**CONSEGNA:** Continua il racconto sugli attrezzi da lavoro spariti, riprendendo subito dopo la sua ultima frase.

Tutti gli attrezzi da lavoro, pale, picchi, badili, ed altro erano spariti!
Guardai a monte e vidi che la coda del Gruppo era ancora in movimento; non ci pensai oltre e mi affrettai per raggiungerlo, perchè non potevo permettermi
di rimanere senza tutti i nostri attrezzi da lavoro. Raggiunto il Gruppo cercai di parlare con vari conducenti, ma nessuno mi rispose, ne alzò la testa per guardarmi, - alzai i teli sulla groppa dei muli, ma vidi solo parti di cannone, ed alla fini mi affrettai verso la testa della colonna per parlare col comandante.
Quando raggiunsi – quasi di corsa – la testa del Gruppo, la prima Batteria stava già montando in posizione i suoi pezzi. Tra gli uomini presenti individuai il comandante dai gradi di maggiore , ed anche ...dalla statura.
Mi avvicinai e dopo averlo salutato militarmente mi presentai. Impiegò un po' di tempo prima di alzar la testa e di guardarmi , dopo di chè gli spiegai che ero della Compagnia Genio Pionieri e che ero sul posto per i lavori di sistemazione della strada, - Proseguii dicendo che tutti gli attrezzi da lavoro che erano sulla strada erano spariti col passaggio del Gruppo.
Finalmente egli aprì bocca e mi disse : “ ..caro tenente, se i suoi attrezzi sono spariti, ..io non so che farci ! - Lei dovrebbe sapere benissimo che non si abbandonano ne armi ne altro materiale , se non in luogo appositamente custodito. ! “ ...e come lei può vedere, ora i miei uomini hanno ancora molto da fare.! “ - E dopo detto questo, mi liquidò senza altre parole.
Ritornai tra i miei genieri -che si erano già passati la voce di quanto era successo- e capirono subito quanto fossi “fuori dai gangheri” e preoccupato per il rapporto che avrei dovuto fare al mio comandante.
Era già quasi notte quando il Gruppo ripassò per scendere a valle e rientrare – chissà a che ora - nella propria caserma.

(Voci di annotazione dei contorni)

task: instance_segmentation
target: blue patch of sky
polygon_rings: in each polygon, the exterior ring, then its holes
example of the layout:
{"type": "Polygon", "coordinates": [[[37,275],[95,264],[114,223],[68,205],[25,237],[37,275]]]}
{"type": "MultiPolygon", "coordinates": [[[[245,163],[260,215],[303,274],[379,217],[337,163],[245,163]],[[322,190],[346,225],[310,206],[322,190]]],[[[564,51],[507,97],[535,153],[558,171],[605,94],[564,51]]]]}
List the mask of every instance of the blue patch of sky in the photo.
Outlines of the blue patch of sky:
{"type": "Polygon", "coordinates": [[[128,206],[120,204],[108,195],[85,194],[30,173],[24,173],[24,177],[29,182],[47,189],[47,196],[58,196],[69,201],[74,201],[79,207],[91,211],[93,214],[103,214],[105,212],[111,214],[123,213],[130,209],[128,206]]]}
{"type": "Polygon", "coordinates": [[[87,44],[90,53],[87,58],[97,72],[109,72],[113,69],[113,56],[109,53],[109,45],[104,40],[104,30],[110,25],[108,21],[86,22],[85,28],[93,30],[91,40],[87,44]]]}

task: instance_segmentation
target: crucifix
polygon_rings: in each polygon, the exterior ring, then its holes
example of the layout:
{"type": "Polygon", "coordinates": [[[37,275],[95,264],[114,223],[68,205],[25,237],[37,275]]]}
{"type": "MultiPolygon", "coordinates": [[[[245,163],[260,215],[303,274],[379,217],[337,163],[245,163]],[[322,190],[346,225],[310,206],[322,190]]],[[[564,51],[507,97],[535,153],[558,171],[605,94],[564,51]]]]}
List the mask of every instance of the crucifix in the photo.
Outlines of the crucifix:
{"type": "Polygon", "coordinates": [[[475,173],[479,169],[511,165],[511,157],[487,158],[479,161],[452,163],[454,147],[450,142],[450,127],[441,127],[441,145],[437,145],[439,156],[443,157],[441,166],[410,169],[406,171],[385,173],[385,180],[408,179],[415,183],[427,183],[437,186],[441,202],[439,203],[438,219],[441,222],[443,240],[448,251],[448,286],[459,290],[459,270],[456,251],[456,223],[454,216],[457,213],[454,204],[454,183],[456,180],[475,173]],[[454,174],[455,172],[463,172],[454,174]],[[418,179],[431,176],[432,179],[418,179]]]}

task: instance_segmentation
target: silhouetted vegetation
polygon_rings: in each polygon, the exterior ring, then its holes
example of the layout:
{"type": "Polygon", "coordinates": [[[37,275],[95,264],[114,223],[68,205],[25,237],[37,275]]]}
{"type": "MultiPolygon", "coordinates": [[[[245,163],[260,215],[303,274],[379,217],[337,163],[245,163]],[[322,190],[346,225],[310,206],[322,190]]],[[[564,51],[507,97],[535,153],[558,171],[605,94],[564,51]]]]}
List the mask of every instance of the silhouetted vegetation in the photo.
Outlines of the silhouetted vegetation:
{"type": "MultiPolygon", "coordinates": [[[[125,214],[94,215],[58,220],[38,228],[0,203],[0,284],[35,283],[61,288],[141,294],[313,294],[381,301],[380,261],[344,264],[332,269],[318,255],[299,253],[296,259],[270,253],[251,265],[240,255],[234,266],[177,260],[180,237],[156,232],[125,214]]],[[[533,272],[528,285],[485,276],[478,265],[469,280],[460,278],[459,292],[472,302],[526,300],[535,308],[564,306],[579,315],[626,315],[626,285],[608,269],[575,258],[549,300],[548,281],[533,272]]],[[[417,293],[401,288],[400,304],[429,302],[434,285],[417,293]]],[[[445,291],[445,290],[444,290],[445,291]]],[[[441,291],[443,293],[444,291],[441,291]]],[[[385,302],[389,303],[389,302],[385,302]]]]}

**RISULTATO FINALE:**
La mattina dopo, prima di ripartire, volli andare col sergente ed un paio di uomini, nuovamente in vetta dove si era fermato il Gruppo per scaricare i cannoni dai muli, montare i pezzi , eseguire i vari puntamenti, rismontarli e ricaricarli sui muli. Speravo di trovare traccia dei miei attrezzi.
...e la trovammo !
Erano stati tutti privati dei manici in legno, coi quali erano riusciti ad accendere dei fuochi per riscaldarsi ed asciugarsi un po'. ! - Delle parti metalliche non vi era traccia.
Dopo quanto avevamo visto del loro comportamento in marcia , sotto la pioggia torrenziale, al freddo, e dopo tutta la strada percorsa, non ebbi il coraggio di biasimarli oltre , ma ammirarli per quanto questi uomini, gli Artiglieri Alpini, erano in grado di fare. !
L ' ESIGENZA TRIESTE settembre - ottobre 1954 - La Compagnia Genio Pionieri parte per il Friuli.
Era una mattinata, credo, di fine settembre, quando il Capitano Da Giau convocò tutti gli ufficiali nel suo ufficio.
Senza darci particolari spiegazioni , ci disse che tutta la Compagnia doveva essere pronta a spostarsi al completo, - uomini , armamento e automezzi - entro 24 ore , con caricamento su un convoglio ferroviario, attrezzato anche con carri per trasporto degli automezzi, pronto nella stazione di Bressanone ove convergevano anche altri Reparti della Brigata.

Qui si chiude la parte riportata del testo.